[commit: packages/containers] ghc-head: Improve {Map, Set}.fromDistinctAscList. (b518422)

git at git.haskell.org git at git.haskell.org
Fri Aug 30 13:33:46 CEST 2013


Repository : ssh://git@git.haskell.org/containers

On branch  : ghc-head
Link       : http://git.haskell.org/?p=packages/containers.git;a=commit;h=b51842247a149368f963fa1ab242d8eccfff63b6

>---------------------------------------------------------------

commit b51842247a149368f963fa1ab242d8eccfff63b6
Author: Milan Straka <fox at ucw.cz>
Date:   Thu Aug 30 17:28:49 2012 +0200

    Improve {Map,Set}.fromDistinctAscList.
    
    Benchmarks show 42% improvement for Map and 39% improvement for Set.
    
    The new implementation builds the map on the fly, without needing to
    know the number of elements in the list. It proceeds by building a map
    of size 2^1-1, 2^2-1, 2^3-1, .... When the input list is empty, there is
    at most log N trees left. These are joined from the smallest to the
    largest.


>---------------------------------------------------------------

b51842247a149368f963fa1ab242d8eccfff63b6
 Data/Map/Base.hs   |   34 ++++++++++++++++++----------------
 Data/Map/Strict.hs |   38 ++++++++++++++++++++------------------
 Data/Set/Base.hs   |   35 +++++++++++++++++++----------------
 3 files changed, 57 insertions(+), 50 deletions(-)

diff --git a/Data/Map/Base.hs b/Data/Map/Base.hs
index dc71e9f..61bcfe6 100644
--- a/Data/Map/Base.hs
+++ b/Data/Map/Base.hs
@@ -263,6 +263,7 @@ module Data.Map.Base (
 import Prelude hiding (lookup,map,filter,foldr,foldl,null)

:::::

* **EXERCISE DESCRIPTION**
Continue the containers commit for fromDistinctAscList from the point where the diff stops. The listing isn't needed for this.

* **DATA RECORDS**
:::::

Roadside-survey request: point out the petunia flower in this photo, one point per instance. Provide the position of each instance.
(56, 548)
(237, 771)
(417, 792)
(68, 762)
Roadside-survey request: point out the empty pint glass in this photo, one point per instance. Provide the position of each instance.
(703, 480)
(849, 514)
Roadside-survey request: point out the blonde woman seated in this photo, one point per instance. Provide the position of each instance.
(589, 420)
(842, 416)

:::::

* **RESPONSE BELOW**
 import qualified Data.Set.Base as Set
 import Data.StrictPair
+import Data.Bits (shiftL, shiftR)
 import Data.Monoid (Monoid(..))
 import Control.Applicative (Applicative(..), (<$>))
 import Data.Traversable (Traversable(traverse))
@@ -2086,24 +2087,25 @@ fromAscListWithKey f xs
 -- > valid (fromDistinctAscList [(3,"b"), (5,"a")])          == True
 -- > valid (fromDistinctAscList [(3,"b"), (5,"a"), (5,"b")]) == False
 
+-- For some reason, when 'singleton' is used in fromDistinctAscList or in
+-- create, it is not inlined, so we inline it manually.
 fromDistinctAscList :: [(k,a)] -> Map k a
-fromDistinctAscList xs
-  = create const (length xs) xs
+fromDistinctAscList [] = Tip
+fromDistinctAscList ((kx0, x0) : xs0) = go (1::Int) (Bin 1 kx0 x0 Tip Tip) xs0
   where
-    -- 1) use continuations so that we use heap space instead of stack space.
-    -- 2) special case for n==5 to create bushier trees.
-    create c 0 xs' = c Tip xs'
-    create c 5 xs' = case xs' of
-                       ((k1,x1):(k2,x2):(k3,x3):(k4,x4):(k5,x5):xx)
-                            -> c (bin k4 x4 (bin k2 x2 (singleton k1 x1) (singleton k3 x3)) (singleton k5 x5)) xx
-                       _ -> error "fromDistinctAscList create"
-    create c n xs' = seq nr $ create (createR nr c) nl xs'
-      where nl = n `div` 2
-            nr = n - nl - 1
-
-    createR n c l ((k,x):ys) = create (createB l k x c) n ys
-    createR _ _ _ []         = error "fromDistinctAscList createR []"
-    createB l k x c r zs     = c (bin k x l r) zs
+    STRICT_1_OF_3(go)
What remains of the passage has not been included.